## Problem 1
According to the issue report below, what happens to a.binaries when you subtract from it a second time?

Bug in TOC type (its sub function) #6669

plu5 · 2022-03-12T00:56:09Z

Description of the issue

The documentation shows you can exclude binaries by adding something like the following to your spec file:

a.binaries -= [('badmodule', None, None)]

I noticed that if you then subtract again, a.binaries becomes an empty list.

For example:

toc = TOC([('module1', None, None), ('module2', None, None), ('badmodule', None, None)])
toc -= [('badmodule', None, None)]  # -> [('module1', None, None), ('module2', None, None)]
toc -= [('module1', None, None)]  # -> []

I believe L117 in PyInstaller/building/datastruct.py is the culprit. If I change it to result.append(entry) it fixes the issue. Otherwise the result __sub__ returns has an empty set for its filenames, which then causes subsequent subtractions to fail, because the subtraction relies on filenames being set properly (see L109).

Context information (for bug reports)

(this is probably irrelevant but just in case)

Output of pyinstaller --version: 4.9
Version of Python: 3.7.4
Platform: Windows 10 1909 en-GB
How you installed Python: python.org/downloads
Did you also try this on another platform? Does it work there? -- I was also able to reproduce this on a Ubuntu 16.10 VM with Python 3.9.9 and PyInstaller 4.10.

## Data to use
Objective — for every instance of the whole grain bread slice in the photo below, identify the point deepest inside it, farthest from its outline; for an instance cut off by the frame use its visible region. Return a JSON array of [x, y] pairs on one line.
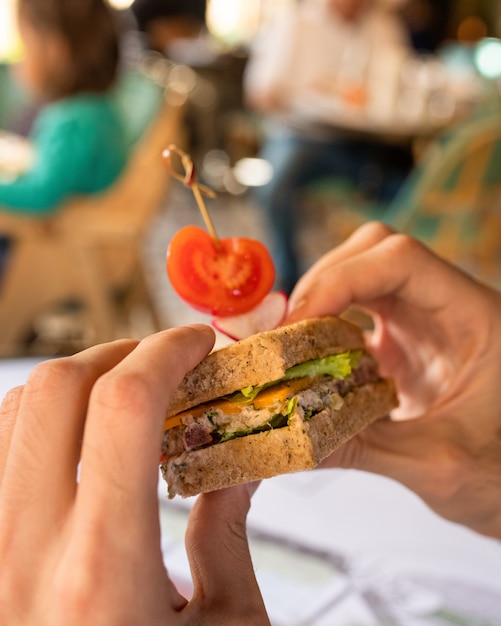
[[296, 447], [263, 358]]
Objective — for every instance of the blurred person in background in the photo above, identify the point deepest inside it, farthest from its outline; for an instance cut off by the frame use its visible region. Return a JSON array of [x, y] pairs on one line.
[[171, 26], [71, 60], [334, 47]]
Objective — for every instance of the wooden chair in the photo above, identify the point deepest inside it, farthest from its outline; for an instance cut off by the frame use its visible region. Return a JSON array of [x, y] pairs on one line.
[[452, 200], [91, 250]]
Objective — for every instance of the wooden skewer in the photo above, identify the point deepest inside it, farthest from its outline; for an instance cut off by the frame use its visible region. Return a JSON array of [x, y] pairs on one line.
[[188, 178]]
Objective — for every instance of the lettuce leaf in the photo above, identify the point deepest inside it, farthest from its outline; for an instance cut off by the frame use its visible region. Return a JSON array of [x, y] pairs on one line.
[[338, 366]]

## Problem 2
Copy the records word for word, starting at their first line and stopping after the line that contains "[[171, 26], [71, 60], [334, 47]]". Leave the pictures out.

## Full solution 1
It becomes an empty list.

## Full solution 2
Objective — for every instance of the whole grain bread slice in the photo below, identify the point deepest inside it, farthest from its outline; for an instance cut off by the frame use its visible region. Return a JSON array of [x, y] pairs on one line.
[[296, 447], [263, 358]]
Objective — for every instance of the blurred person in background in the photo above, identify the point deepest inside it, farthest from its outline; for an instance cut off by the frame use its visible region. Return a JSON array of [x, y] pairs on one line.
[[171, 26], [71, 60], [334, 47]]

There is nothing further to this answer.